→ **STUDY TEXT**:
┌──
Junior doctors braved the sleet and snow to picket outside Royal Blackburn Hospital.
Thousands of junior doctors across the country have entered a second day of walkouts as health leaders warned that the NHS is facing “high pressure” as a result of the strikes.
A group of doctors were outside one of the entrances to the hospital site today (Tuesday 14 March) with large signs. Drivers beeped and gestured to show their support throughout the morning.
Industrial action will continue until 7am on Thursday (16 March) and the East Lancashire Hospital Trust (ELHT) said there would be ‘disruption to services.’
NHS leaders said that emergency care and other departments were under significant pressure, even with consultants and other staff taking on the work of junior doctors on picket lines.
The British Medical Association (BMA) says junior doctors’ pay has fallen in real terms by 26% since 2008/09 and reversing this would require a 35.3% pay rise.
On Friday, Health Secretary Steve Barclay invited the BMA to talks – but the union rejected the idea, saying there were “unacceptable” pre-conditions.
The pre-conditions are understood to have included looking at a non-consolidated lump sum payment for last year, whereas the BMA is seeking what it calls “full pay restoration”. The union has implored the Government to drop the preconditions.
Hospital bosses have said that they were planning services “hour by hour” during strike action and are diverting more senior doctors, who are not on strike, to the services in “greatest clinical need”.
A spokesperson for ELHT said: “Some planned appointments and procedures may be cancelled – and this may be at late notice as the trust explores every possible avenue for activity to go ahead.
└──
→ **DATASET EXCERPTS**:
┌──
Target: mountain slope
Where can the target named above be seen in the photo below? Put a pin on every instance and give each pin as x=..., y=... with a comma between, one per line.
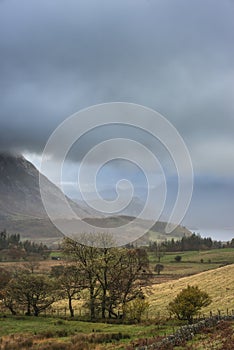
x=21, y=207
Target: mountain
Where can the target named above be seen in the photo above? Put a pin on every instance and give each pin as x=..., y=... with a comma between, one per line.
x=21, y=207
x=156, y=233
x=22, y=210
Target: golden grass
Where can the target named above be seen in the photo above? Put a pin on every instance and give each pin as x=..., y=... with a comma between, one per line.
x=218, y=283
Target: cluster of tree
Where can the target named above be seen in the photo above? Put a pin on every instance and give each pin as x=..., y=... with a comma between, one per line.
x=193, y=242
x=189, y=302
x=16, y=248
x=108, y=278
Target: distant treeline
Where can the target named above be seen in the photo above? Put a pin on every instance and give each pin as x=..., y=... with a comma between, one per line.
x=13, y=241
x=193, y=242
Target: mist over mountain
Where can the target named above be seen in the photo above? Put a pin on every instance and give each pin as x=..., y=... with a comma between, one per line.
x=22, y=210
x=21, y=207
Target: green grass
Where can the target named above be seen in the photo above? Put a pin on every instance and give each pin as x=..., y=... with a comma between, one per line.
x=35, y=325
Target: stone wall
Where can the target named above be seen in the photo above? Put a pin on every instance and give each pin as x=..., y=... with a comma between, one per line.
x=185, y=333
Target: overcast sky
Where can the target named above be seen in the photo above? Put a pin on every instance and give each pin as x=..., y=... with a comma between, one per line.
x=175, y=56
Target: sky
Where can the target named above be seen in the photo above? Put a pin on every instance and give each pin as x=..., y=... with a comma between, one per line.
x=174, y=56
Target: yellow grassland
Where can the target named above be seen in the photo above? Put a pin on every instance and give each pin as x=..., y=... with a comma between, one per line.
x=218, y=283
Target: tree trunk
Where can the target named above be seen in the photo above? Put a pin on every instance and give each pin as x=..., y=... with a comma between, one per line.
x=92, y=303
x=70, y=306
x=28, y=312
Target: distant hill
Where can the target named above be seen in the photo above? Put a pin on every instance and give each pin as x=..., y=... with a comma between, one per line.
x=156, y=233
x=218, y=283
x=22, y=210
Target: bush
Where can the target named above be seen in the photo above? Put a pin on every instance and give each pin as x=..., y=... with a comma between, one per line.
x=189, y=302
x=178, y=258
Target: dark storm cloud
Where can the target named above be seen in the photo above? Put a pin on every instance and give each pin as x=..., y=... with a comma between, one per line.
x=60, y=56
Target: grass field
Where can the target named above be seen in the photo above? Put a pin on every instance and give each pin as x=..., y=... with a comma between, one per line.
x=218, y=283
x=193, y=262
x=44, y=329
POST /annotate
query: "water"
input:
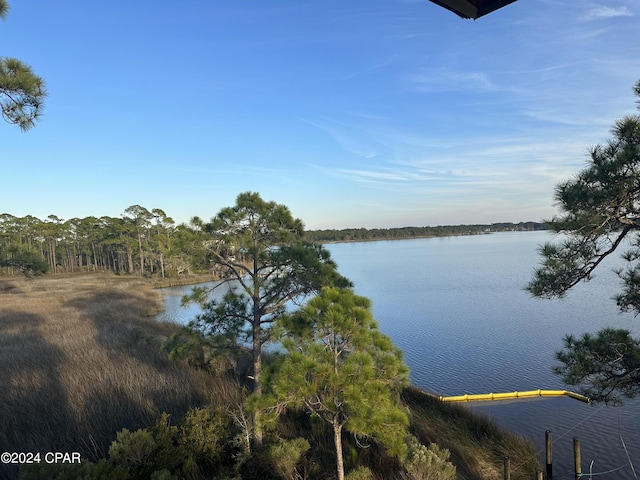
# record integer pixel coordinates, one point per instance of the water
(457, 308)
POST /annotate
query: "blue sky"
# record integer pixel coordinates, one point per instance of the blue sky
(366, 113)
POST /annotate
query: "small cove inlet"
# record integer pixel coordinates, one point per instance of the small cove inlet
(457, 308)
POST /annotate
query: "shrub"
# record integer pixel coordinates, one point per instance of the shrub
(360, 473)
(430, 463)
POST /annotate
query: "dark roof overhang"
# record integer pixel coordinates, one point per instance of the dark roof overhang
(472, 8)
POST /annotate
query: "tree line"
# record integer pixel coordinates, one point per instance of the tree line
(150, 243)
(140, 241)
(364, 234)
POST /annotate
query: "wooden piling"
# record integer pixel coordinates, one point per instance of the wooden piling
(549, 459)
(576, 458)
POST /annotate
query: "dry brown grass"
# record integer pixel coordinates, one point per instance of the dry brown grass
(81, 358)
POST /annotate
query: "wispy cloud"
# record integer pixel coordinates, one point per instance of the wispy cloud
(351, 138)
(599, 12)
(448, 79)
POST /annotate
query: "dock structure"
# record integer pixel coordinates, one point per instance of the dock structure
(483, 397)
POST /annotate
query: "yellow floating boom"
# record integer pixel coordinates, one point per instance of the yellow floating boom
(480, 397)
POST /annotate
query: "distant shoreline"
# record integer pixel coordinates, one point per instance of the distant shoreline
(349, 235)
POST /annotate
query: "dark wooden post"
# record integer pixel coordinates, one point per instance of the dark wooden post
(576, 458)
(547, 438)
(507, 468)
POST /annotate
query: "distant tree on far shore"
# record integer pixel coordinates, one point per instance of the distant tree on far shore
(600, 213)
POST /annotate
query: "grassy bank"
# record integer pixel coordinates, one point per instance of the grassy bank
(81, 358)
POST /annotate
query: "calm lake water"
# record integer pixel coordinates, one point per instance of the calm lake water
(457, 308)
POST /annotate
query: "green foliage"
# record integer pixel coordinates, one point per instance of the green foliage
(259, 247)
(606, 365)
(22, 92)
(600, 208)
(359, 473)
(132, 449)
(25, 259)
(101, 470)
(285, 456)
(341, 369)
(365, 234)
(197, 445)
(428, 463)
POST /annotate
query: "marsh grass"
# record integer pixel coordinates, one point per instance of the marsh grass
(81, 358)
(476, 443)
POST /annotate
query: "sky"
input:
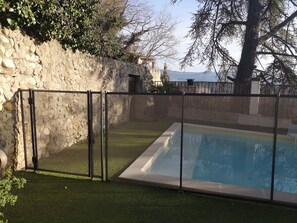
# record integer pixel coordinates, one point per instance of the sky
(182, 12)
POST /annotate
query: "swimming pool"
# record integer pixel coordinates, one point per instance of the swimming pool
(222, 160)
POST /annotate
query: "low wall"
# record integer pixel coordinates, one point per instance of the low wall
(26, 64)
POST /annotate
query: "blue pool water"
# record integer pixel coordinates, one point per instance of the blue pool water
(236, 159)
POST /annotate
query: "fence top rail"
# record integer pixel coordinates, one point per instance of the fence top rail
(144, 93)
(60, 91)
(231, 95)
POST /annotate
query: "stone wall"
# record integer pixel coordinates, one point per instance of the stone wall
(26, 64)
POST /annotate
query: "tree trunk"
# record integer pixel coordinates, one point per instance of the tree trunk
(247, 61)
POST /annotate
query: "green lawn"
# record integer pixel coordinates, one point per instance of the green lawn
(55, 199)
(126, 143)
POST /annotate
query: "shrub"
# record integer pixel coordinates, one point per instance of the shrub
(7, 183)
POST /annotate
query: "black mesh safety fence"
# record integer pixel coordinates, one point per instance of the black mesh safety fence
(228, 147)
(235, 145)
(285, 177)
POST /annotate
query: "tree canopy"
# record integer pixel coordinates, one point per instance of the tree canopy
(264, 29)
(118, 29)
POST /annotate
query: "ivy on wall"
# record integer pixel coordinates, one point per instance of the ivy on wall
(78, 24)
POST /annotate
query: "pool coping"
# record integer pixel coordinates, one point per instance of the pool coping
(136, 171)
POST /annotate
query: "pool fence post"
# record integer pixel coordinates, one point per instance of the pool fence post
(274, 147)
(101, 136)
(106, 137)
(181, 146)
(23, 128)
(33, 128)
(90, 134)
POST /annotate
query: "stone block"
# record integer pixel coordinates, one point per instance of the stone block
(9, 52)
(2, 50)
(32, 48)
(8, 106)
(6, 71)
(8, 63)
(5, 31)
(4, 39)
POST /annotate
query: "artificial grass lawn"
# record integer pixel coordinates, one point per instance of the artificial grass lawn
(126, 142)
(54, 199)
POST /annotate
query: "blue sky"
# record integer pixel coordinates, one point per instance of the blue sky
(182, 11)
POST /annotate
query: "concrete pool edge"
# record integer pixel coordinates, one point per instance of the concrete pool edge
(137, 172)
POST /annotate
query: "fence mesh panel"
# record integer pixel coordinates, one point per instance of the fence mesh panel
(62, 131)
(97, 133)
(227, 146)
(27, 130)
(135, 122)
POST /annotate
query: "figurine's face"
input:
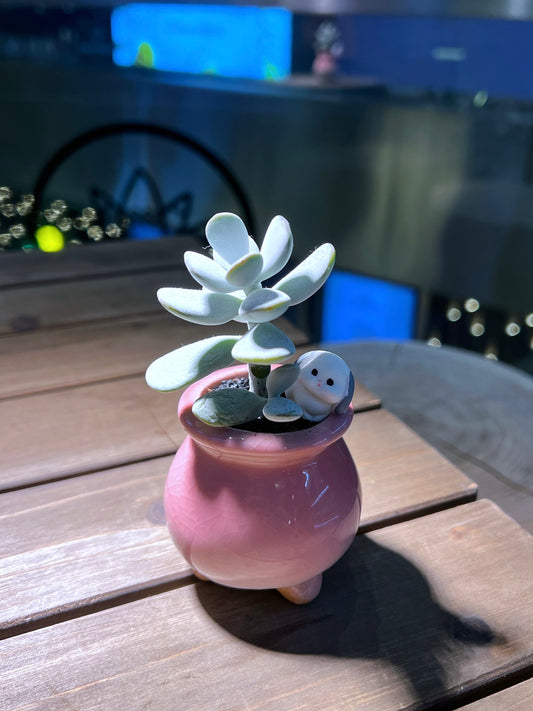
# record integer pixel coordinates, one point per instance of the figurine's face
(326, 377)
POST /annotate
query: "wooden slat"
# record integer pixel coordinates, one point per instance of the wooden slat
(45, 359)
(87, 428)
(407, 619)
(517, 698)
(58, 538)
(80, 262)
(56, 304)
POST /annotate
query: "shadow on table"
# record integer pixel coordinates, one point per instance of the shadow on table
(374, 604)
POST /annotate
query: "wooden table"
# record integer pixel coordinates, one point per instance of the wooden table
(429, 609)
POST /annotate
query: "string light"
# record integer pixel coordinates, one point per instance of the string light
(471, 305)
(512, 329)
(477, 328)
(453, 314)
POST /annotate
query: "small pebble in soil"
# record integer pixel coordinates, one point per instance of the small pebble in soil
(261, 424)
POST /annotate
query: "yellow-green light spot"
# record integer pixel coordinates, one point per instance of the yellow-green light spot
(50, 239)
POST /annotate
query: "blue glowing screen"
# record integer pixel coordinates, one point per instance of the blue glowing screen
(248, 42)
(357, 306)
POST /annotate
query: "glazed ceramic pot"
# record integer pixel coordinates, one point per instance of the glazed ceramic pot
(262, 510)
└──
→ **ABOUT THIS TASK**:
Could you resume the news report on the junior doctors' strike at Royal Blackburn Hospital, picking up right after its final sentence?

→ **EXPECTED ANSWER**:
"If we need to change your appointment, we will contact you directly. If you have not been contacted, please attend any appointments as planned.
“The minor injuries unit at Accrington Victoria Hospital will be closed until 8am on Thursday, 16 March.
“Urgent care remains available at the Urgent Treatment Centres at Burnley and Blackburn, Minor Injuries Unit at Rossendale or NHS 111 can advise you.
“Emergency care and other critical services such as maternity departments will be open. Please consider the best pathway for your needs.”
Dr Rob Laurenson and Dr Vivek Trivedi, co-chairs of the BMA’s junior doctor committee, said in a statement: “We remain open to entering talks with the Government anytime and anywhere to bring this dispute to a swift resolution and restore the pay that junior doctors have lost.
“If the Health Secretary is truly committed to this, then he needs to drop these unreasonable pre-conditions and begin proper negotiations with us.
“The pre-conditions go against the very thing junior doctors are in dispute over. It begs the question; does he even understand why doctors are so angry?
“Patients and doctors want a quick end to this dispute, but it seems the Government want to prolong it. So, we are asking him to drop the barriers he has put in place and start talking – doctors and patients deserve nothing less.”
Junior doctors make up around 45% of the NHS’s medical workforce, and consultants and other medics have been drafted in to provide strike cover in areas such as A&E.